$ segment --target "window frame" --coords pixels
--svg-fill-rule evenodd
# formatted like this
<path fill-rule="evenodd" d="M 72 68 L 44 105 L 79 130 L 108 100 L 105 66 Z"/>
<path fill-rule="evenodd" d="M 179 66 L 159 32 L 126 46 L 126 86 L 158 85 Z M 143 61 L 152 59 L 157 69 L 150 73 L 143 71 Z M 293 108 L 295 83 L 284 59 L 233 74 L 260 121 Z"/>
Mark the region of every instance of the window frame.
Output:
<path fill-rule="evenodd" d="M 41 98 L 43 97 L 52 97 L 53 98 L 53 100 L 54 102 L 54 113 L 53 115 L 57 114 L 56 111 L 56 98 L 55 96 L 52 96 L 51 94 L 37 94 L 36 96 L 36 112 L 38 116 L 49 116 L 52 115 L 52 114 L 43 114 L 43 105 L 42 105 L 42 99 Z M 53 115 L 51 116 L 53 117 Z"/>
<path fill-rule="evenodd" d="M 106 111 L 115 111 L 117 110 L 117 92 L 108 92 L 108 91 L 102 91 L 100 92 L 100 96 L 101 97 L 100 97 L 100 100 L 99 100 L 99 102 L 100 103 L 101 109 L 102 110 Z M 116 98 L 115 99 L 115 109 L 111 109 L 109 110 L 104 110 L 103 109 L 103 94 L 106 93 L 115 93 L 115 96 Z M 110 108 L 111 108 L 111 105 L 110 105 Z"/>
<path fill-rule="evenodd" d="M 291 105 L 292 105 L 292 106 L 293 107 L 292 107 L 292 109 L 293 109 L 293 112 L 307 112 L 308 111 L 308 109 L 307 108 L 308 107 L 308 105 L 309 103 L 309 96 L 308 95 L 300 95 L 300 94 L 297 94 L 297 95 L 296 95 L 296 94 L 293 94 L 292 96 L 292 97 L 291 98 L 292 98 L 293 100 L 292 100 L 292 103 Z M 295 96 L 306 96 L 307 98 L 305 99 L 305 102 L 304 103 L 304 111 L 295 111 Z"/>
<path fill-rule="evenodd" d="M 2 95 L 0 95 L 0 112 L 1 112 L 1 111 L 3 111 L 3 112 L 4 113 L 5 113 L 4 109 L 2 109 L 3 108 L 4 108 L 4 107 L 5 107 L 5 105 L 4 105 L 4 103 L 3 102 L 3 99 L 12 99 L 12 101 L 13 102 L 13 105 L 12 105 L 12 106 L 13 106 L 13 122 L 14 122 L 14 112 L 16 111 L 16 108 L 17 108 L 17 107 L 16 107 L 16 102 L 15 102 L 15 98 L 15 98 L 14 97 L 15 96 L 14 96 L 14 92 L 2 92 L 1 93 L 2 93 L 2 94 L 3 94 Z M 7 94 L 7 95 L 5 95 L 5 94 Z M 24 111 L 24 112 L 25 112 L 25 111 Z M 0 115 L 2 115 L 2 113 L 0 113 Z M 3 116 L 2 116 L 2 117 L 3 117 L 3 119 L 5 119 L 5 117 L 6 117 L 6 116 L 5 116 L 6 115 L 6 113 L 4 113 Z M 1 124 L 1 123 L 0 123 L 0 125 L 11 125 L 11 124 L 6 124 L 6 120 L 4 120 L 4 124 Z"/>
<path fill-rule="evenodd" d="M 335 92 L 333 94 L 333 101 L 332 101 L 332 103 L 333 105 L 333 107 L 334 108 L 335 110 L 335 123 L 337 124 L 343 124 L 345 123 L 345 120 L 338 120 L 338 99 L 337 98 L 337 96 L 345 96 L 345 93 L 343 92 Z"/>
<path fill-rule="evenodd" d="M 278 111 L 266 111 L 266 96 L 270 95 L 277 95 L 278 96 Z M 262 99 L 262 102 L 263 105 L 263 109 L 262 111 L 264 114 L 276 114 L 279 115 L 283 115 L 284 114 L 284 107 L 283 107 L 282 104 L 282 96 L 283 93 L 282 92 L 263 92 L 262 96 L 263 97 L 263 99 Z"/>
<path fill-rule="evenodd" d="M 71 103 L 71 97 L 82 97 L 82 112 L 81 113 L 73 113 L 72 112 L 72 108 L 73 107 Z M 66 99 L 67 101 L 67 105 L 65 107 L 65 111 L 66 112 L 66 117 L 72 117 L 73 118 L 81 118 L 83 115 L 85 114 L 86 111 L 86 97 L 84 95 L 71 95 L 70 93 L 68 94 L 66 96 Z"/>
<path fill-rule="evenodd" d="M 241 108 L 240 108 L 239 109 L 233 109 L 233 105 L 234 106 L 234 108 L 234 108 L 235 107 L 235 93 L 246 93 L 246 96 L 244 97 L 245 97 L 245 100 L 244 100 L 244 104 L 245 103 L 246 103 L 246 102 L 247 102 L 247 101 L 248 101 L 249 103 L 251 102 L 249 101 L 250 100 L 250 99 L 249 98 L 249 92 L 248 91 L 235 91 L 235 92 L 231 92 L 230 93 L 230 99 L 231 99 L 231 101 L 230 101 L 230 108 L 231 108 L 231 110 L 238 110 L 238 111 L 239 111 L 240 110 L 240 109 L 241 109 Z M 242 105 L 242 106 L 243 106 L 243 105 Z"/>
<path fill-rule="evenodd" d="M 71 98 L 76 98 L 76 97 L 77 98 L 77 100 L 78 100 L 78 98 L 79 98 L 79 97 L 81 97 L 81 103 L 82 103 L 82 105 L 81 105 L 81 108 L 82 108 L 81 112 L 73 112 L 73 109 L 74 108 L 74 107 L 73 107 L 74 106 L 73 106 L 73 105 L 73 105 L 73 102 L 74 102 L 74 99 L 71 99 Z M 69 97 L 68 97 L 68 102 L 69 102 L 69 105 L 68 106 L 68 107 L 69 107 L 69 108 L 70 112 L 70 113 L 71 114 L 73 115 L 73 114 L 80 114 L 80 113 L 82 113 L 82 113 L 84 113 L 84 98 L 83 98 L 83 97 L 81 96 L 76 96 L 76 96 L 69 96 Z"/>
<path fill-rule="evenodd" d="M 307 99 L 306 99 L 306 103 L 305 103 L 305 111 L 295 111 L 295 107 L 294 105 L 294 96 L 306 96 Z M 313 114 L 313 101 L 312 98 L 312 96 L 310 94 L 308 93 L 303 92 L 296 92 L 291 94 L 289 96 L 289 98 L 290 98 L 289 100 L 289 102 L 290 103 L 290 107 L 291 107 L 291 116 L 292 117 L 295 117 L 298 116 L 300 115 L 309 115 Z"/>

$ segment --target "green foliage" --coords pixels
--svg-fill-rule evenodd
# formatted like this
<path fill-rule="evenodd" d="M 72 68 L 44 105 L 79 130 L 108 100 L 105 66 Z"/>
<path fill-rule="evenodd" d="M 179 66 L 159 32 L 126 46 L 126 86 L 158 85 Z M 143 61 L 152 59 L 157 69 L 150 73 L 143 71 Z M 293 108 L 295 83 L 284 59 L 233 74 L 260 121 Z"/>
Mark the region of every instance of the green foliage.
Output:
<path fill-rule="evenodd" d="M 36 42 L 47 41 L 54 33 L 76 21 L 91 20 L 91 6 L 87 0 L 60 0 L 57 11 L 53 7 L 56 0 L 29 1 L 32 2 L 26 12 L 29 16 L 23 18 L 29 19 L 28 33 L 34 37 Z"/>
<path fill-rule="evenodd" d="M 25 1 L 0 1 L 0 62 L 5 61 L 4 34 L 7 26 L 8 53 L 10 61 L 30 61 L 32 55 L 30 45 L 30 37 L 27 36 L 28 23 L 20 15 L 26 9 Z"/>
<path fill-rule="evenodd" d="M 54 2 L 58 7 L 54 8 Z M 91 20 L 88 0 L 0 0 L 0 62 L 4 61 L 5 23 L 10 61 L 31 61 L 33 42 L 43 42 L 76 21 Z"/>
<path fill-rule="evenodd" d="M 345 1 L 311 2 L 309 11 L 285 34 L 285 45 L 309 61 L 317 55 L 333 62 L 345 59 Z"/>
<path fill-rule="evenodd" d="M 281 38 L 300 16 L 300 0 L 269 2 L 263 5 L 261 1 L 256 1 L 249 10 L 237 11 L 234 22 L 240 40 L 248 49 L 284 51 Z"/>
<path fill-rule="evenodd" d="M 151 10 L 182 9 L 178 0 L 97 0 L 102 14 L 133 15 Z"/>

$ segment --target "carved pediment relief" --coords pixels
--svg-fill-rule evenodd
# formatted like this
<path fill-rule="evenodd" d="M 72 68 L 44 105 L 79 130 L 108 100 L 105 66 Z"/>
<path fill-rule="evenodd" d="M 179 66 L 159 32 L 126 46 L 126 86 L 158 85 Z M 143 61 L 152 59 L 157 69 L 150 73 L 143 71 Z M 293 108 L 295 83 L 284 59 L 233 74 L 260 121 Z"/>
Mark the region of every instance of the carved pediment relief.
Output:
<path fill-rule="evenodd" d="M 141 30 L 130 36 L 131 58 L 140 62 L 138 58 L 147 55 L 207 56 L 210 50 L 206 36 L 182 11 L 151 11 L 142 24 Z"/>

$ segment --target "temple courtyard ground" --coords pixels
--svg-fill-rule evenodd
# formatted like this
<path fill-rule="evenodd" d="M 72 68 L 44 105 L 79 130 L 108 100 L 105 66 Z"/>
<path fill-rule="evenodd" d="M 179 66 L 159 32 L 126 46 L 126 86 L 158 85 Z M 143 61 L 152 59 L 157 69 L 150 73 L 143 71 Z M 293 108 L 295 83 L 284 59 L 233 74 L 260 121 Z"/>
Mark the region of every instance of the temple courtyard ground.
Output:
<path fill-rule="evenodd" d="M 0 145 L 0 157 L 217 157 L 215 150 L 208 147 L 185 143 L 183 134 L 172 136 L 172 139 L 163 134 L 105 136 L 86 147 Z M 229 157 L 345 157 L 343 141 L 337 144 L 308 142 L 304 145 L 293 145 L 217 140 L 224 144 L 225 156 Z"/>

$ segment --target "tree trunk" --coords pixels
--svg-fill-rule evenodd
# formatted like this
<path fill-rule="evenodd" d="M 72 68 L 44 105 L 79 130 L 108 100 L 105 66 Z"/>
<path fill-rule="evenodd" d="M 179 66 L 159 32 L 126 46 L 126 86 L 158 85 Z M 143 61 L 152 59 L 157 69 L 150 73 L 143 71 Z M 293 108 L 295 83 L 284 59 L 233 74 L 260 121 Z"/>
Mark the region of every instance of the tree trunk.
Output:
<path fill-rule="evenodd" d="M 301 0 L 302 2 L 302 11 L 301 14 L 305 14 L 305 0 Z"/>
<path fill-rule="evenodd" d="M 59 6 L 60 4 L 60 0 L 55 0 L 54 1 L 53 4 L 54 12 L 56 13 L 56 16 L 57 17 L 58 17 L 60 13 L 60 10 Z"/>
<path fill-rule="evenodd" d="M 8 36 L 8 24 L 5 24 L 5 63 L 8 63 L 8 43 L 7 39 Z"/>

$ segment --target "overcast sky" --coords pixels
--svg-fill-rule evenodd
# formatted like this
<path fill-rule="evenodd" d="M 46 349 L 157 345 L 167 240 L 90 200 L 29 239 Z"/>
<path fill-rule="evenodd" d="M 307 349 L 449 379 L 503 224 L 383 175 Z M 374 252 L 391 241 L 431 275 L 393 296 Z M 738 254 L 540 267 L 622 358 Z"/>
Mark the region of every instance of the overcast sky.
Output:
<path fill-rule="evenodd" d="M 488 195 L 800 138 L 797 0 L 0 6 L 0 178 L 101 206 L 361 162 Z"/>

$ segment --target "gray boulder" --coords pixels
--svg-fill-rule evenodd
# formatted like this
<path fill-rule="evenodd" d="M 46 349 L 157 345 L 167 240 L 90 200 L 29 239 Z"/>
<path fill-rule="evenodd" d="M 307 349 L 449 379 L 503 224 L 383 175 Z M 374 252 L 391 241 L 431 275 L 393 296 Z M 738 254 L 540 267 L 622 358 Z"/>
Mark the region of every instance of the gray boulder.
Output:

########

▸ What is required: Pull out each line of the records that contains the word "gray" and list those lines.

▸ Response for this exercise:
$ segment --target "gray boulder" --coords pixels
Mark the region of every instance of the gray boulder.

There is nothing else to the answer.